* **Selected extract**:
|---|
The contained data is identical but arranged differently. If you examine the output, you should see the same content (perhaps in a different order and partitioning, but conceptually identical).
Have a look at the Spark history for this step. Again, note the Input
size for the step that read the data from S3. [❓]
Terminate this cluster
Terminate this cluster. In the next section, we will use a different configuration.
Section 3: Exploiting the elasticity of cloud services
In a cloud service, you pay for what you use when you use it. You can take advantage of this to expand your capacity temporarily when you need more. This property is called elasticity.
In this final section, you will use EMR to temporarily obtain some extra capacity to complete a job more quickly than you could achieve it on the standard cluster used in the course.
For comparison, we're going to run the same job on the local cluster first. Sign on to the local cluster and run the following job:
spark-submit --conf spark.dynamicAllocation.enabled=false --num-executors=4 --executor-cores=1 relative_score_bcast.py /courses/732/reddit-5 reddit-5-1
Bring up the Spark History at
localhost:18080 (you will need to have an
active SSH connection and have met Prerequisite 2 above). Locate
your application on the list and click on its App ID link. From the
Spark Jobs page, note the Total Uptime
(top left) and record the durations of
each job listed in the table. [❓]
Running an on-demand cluster from EMR
Imagine that the run you just made on the local cluster was the largest available to you. For example, the cluster might be shared by multiple teams, with your team allocated no more than this. What can you do if you need results faster than you can get them from your allocated local resources? You scale up by running an on-demand cluster from a cloud vendor such as AWS.
To do this, start a clone of the last cluster (as usual, not copying
any steps from it) but this time change the
hardware specification (on page "Step 2: Hardware" of the cloning
sequence) of Node type Core
:
- Amend the name of the clone to
c732-emr-4x-m7g.xl
(changed this from an earlier version using m7, which is not currently available in this region) - Set Instance type of the "Core" Core Instance Group to
m7gd.xlarge
(Note thed
) - Set Instance count to
4
We are requesting 4 instances, each with 4 cores, rather than the 4 instances with 1 core that we were allocated on the local cluster.
Once you have made this change, advance to the fourth page ("Step 4")
|---|
* **What to do**:
Carry on the instructions for running Spark on EMR from the point where they stop. The items play no part in this work.

* **Record set**:
|---|
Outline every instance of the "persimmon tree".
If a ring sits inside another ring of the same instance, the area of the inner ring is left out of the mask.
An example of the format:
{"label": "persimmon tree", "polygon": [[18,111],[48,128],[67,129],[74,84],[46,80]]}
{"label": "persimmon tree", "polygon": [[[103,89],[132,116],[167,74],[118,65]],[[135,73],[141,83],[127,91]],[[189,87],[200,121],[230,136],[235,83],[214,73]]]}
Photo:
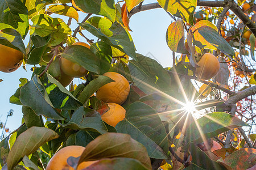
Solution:
{"label": "persimmon tree", "polygon": [[[10,48],[23,54],[24,69],[33,66],[31,79],[20,78],[10,96],[23,118],[0,143],[3,169],[45,169],[55,153],[72,145],[85,149],[59,163],[75,169],[89,161],[96,162],[83,169],[255,168],[255,2],[146,3],[0,0],[0,66],[11,72],[20,66],[20,59],[4,55]],[[172,19],[166,32],[172,67],[136,53],[129,33],[137,13],[156,8]],[[125,90],[106,76],[113,72],[128,81]],[[74,77],[86,82],[74,84]],[[121,98],[114,114],[105,103],[109,96]],[[125,110],[116,124],[118,110]],[[105,113],[115,126],[102,120]]]}

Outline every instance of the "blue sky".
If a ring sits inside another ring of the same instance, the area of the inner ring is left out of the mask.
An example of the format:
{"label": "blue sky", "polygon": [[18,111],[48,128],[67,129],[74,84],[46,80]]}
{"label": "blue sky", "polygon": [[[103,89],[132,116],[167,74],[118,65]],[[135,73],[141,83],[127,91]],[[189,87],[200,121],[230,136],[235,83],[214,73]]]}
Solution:
{"label": "blue sky", "polygon": [[[156,1],[146,0],[144,3],[155,2]],[[67,18],[57,15],[51,16],[62,18],[67,23]],[[79,21],[81,22],[85,16],[86,14],[79,12]],[[75,20],[72,20],[71,29],[74,30],[77,24]],[[130,27],[133,30],[130,33],[137,50],[137,52],[154,58],[163,67],[172,66],[172,53],[166,41],[166,30],[172,22],[171,17],[162,8],[142,11],[133,15],[130,21]],[[84,31],[83,33],[88,38],[97,40],[86,31]],[[79,39],[81,41],[86,41],[81,37]],[[24,41],[24,44],[27,45],[27,40]],[[3,81],[0,83],[0,121],[5,122],[7,113],[10,109],[13,109],[14,115],[9,118],[6,125],[11,131],[14,130],[21,125],[22,113],[21,106],[9,103],[9,97],[19,87],[20,78],[30,79],[32,74],[30,68],[30,66],[27,66],[27,73],[22,67],[11,73],[0,71],[0,79],[3,79]],[[77,82],[79,80],[76,79],[75,83],[77,84]]]}

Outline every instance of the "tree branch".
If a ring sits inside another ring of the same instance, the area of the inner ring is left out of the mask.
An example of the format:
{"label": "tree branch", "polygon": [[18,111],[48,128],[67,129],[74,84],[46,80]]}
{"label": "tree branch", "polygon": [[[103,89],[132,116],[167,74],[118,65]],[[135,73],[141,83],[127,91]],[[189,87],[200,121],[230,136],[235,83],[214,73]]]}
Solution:
{"label": "tree branch", "polygon": [[225,103],[227,105],[236,104],[237,102],[245,99],[250,96],[255,95],[256,94],[256,86],[250,87],[244,90],[242,90],[236,95],[230,96]]}

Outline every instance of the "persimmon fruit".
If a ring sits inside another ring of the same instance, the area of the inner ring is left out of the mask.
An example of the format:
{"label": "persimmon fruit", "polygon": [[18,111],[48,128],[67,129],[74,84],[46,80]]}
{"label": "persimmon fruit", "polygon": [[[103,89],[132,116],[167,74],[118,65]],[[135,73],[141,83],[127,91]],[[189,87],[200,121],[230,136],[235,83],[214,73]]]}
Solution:
{"label": "persimmon fruit", "polygon": [[130,92],[130,84],[121,74],[115,72],[107,72],[103,75],[108,76],[114,82],[102,86],[96,92],[96,97],[105,103],[123,104]]}
{"label": "persimmon fruit", "polygon": [[125,118],[125,109],[121,105],[114,103],[107,103],[109,110],[101,115],[101,119],[112,126]]}
{"label": "persimmon fruit", "polygon": [[243,34],[243,37],[249,40],[251,34],[251,32],[250,30],[247,30]]}
{"label": "persimmon fruit", "polygon": [[[83,42],[77,42],[73,45],[80,45],[90,49],[90,46]],[[60,58],[60,69],[65,74],[77,78],[83,76],[88,72],[79,63],[73,62],[65,58]]]}
{"label": "persimmon fruit", "polygon": [[68,86],[73,79],[73,77],[67,75],[60,69],[60,59],[55,58],[48,69],[48,73],[58,80],[64,87]]}
{"label": "persimmon fruit", "polygon": [[[77,158],[82,154],[85,147],[81,146],[68,146],[57,151],[49,161],[46,170],[73,170],[67,163],[70,156]],[[97,161],[84,162],[79,164],[77,170],[81,170],[89,167]]]}
{"label": "persimmon fruit", "polygon": [[222,148],[221,145],[220,145],[216,141],[213,141],[213,145],[210,148],[211,152],[213,152],[214,151],[220,150]]}
{"label": "persimmon fruit", "polygon": [[246,11],[246,10],[248,10],[250,7],[251,7],[251,6],[248,3],[243,3],[243,6],[242,7],[242,8],[243,11]]}
{"label": "persimmon fruit", "polygon": [[0,44],[0,71],[11,73],[19,68],[23,60],[23,54],[12,48]]}
{"label": "persimmon fruit", "polygon": [[214,55],[205,53],[197,62],[200,67],[196,68],[196,75],[201,79],[209,79],[216,75],[220,70],[220,62]]}

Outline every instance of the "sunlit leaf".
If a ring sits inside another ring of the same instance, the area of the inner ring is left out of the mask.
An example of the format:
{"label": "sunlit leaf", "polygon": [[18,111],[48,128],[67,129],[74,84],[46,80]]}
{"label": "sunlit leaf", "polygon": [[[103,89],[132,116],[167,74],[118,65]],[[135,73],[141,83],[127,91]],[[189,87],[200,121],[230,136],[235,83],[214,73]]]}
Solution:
|---|
* **Answer for this exercise**:
and press Create cluster
. These more powerful
instances seem to also start up faster than the weaker m7a.2xlarge
instances we used on our earlier EMR clusters.
Optional: start the job and terminate the cluster automatically. Under "Cluster termination and node replacement" you can ask that the cluster "automatically terminate cluster after last step ends", and add the step as described so it starts when the cluster is ready.
When the cluster is ready, submit a Spark job running
relative_score_bcast.py
reading input from
s3://sfu-cmpt-732-redshift/reddit-5/
(this is a publicly-accessible S3
bucket). Remember to specify a brand-new output directory so that your
application does not fail on its write.
When the job has completed, open up its Spark history and select the
Jobs page. Record the Total Uptime
, as well as the time of each job when
running on this cluster. [❓]
Once you have run the job, terminate the cluster. These more powerful instances are more expensive and you do not want to run them for longer than necessary.
Questions
In answers.txt
, briefly answer these questions:
-
Take a screen shot of your list of EMR clusters (if more than one page, only the page with the most recent), showing that all have
Terminated
status. -
For Section 2:
-
What fraction of the total data size (
weather-1
) was read into Spark when you used the "but different" data set to calculate the same result? -
What is different in the "but different" data that allows less data to be transferred out of S3 (and thus less S3 charges)? [hint]
-
-
For Section 3: Look up the hourly costs of the
m7gd.xlarge
instance on the EC2 On-Demand Pricing page. Estimate the cost of processing a dataset ten times as large asreddit-5
using just those 4 instances.
Submission
Submit your files to the CourSys activity Assignment 5.